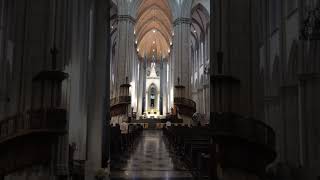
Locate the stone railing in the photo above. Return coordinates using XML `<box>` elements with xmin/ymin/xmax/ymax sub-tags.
<box><xmin>174</xmin><ymin>97</ymin><xmax>196</xmax><ymax>109</ymax></box>
<box><xmin>110</xmin><ymin>96</ymin><xmax>131</xmax><ymax>107</ymax></box>
<box><xmin>0</xmin><ymin>109</ymin><xmax>67</xmax><ymax>143</ymax></box>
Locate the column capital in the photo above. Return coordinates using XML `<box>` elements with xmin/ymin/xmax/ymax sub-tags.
<box><xmin>117</xmin><ymin>15</ymin><xmax>136</xmax><ymax>24</ymax></box>
<box><xmin>173</xmin><ymin>17</ymin><xmax>192</xmax><ymax>26</ymax></box>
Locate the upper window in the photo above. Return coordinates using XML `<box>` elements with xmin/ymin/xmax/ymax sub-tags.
<box><xmin>287</xmin><ymin>0</ymin><xmax>297</xmax><ymax>15</ymax></box>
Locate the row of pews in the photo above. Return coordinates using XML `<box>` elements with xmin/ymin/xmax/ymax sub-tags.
<box><xmin>163</xmin><ymin>113</ymin><xmax>276</xmax><ymax>179</ymax></box>
<box><xmin>110</xmin><ymin>124</ymin><xmax>143</xmax><ymax>166</ymax></box>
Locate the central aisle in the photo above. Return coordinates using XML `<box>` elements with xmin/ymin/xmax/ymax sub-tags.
<box><xmin>111</xmin><ymin>130</ymin><xmax>192</xmax><ymax>179</ymax></box>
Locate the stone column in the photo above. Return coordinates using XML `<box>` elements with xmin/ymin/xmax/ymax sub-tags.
<box><xmin>85</xmin><ymin>0</ymin><xmax>110</xmax><ymax>180</ymax></box>
<box><xmin>115</xmin><ymin>14</ymin><xmax>137</xmax><ymax>92</ymax></box>
<box><xmin>173</xmin><ymin>17</ymin><xmax>191</xmax><ymax>97</ymax></box>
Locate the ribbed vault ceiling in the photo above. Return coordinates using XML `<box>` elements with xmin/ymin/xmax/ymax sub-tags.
<box><xmin>135</xmin><ymin>0</ymin><xmax>172</xmax><ymax>58</ymax></box>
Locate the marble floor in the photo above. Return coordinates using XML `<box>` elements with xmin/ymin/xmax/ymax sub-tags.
<box><xmin>111</xmin><ymin>130</ymin><xmax>193</xmax><ymax>180</ymax></box>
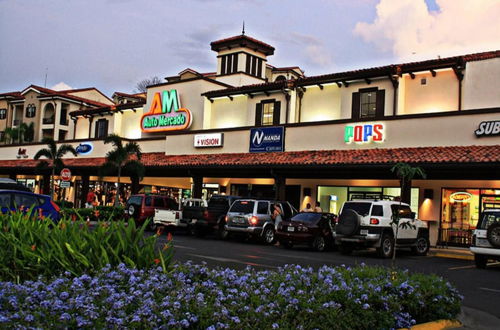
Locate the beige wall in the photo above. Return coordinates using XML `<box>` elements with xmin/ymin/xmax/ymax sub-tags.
<box><xmin>462</xmin><ymin>58</ymin><xmax>500</xmax><ymax>109</ymax></box>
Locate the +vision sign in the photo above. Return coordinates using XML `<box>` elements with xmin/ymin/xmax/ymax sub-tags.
<box><xmin>141</xmin><ymin>89</ymin><xmax>192</xmax><ymax>133</ymax></box>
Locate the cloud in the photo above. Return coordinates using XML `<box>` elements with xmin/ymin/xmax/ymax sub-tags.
<box><xmin>353</xmin><ymin>0</ymin><xmax>500</xmax><ymax>60</ymax></box>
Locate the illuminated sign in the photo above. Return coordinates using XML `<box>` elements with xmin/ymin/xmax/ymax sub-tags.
<box><xmin>450</xmin><ymin>191</ymin><xmax>472</xmax><ymax>202</ymax></box>
<box><xmin>194</xmin><ymin>133</ymin><xmax>224</xmax><ymax>148</ymax></box>
<box><xmin>344</xmin><ymin>124</ymin><xmax>385</xmax><ymax>143</ymax></box>
<box><xmin>141</xmin><ymin>89</ymin><xmax>192</xmax><ymax>133</ymax></box>
<box><xmin>474</xmin><ymin>120</ymin><xmax>500</xmax><ymax>137</ymax></box>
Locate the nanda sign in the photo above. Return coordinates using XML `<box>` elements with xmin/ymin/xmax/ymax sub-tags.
<box><xmin>141</xmin><ymin>89</ymin><xmax>192</xmax><ymax>133</ymax></box>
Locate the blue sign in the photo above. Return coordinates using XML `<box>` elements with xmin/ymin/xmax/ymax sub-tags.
<box><xmin>75</xmin><ymin>142</ymin><xmax>94</xmax><ymax>155</ymax></box>
<box><xmin>250</xmin><ymin>126</ymin><xmax>285</xmax><ymax>152</ymax></box>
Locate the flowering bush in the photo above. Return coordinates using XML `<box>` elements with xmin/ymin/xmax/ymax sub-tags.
<box><xmin>0</xmin><ymin>212</ymin><xmax>172</xmax><ymax>282</ymax></box>
<box><xmin>0</xmin><ymin>263</ymin><xmax>461</xmax><ymax>329</ymax></box>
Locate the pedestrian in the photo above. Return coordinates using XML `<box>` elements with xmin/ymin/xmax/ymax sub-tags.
<box><xmin>314</xmin><ymin>201</ymin><xmax>323</xmax><ymax>213</ymax></box>
<box><xmin>271</xmin><ymin>204</ymin><xmax>283</xmax><ymax>230</ymax></box>
<box><xmin>85</xmin><ymin>188</ymin><xmax>95</xmax><ymax>209</ymax></box>
<box><xmin>302</xmin><ymin>203</ymin><xmax>314</xmax><ymax>212</ymax></box>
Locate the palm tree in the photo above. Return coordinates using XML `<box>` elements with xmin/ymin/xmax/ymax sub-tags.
<box><xmin>101</xmin><ymin>134</ymin><xmax>144</xmax><ymax>206</ymax></box>
<box><xmin>33</xmin><ymin>137</ymin><xmax>78</xmax><ymax>197</ymax></box>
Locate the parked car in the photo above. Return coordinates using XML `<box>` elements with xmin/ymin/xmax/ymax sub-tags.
<box><xmin>0</xmin><ymin>189</ymin><xmax>61</xmax><ymax>222</ymax></box>
<box><xmin>125</xmin><ymin>194</ymin><xmax>179</xmax><ymax>230</ymax></box>
<box><xmin>470</xmin><ymin>209</ymin><xmax>500</xmax><ymax>268</ymax></box>
<box><xmin>276</xmin><ymin>212</ymin><xmax>337</xmax><ymax>252</ymax></box>
<box><xmin>335</xmin><ymin>200</ymin><xmax>430</xmax><ymax>258</ymax></box>
<box><xmin>192</xmin><ymin>195</ymin><xmax>241</xmax><ymax>237</ymax></box>
<box><xmin>225</xmin><ymin>199</ymin><xmax>297</xmax><ymax>244</ymax></box>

▸ **STATED PROBLEM**
Tally how many lines of the data above contain the word "column". Reply with only the number.

▸ **REPLY TO THE EXERCISE**
2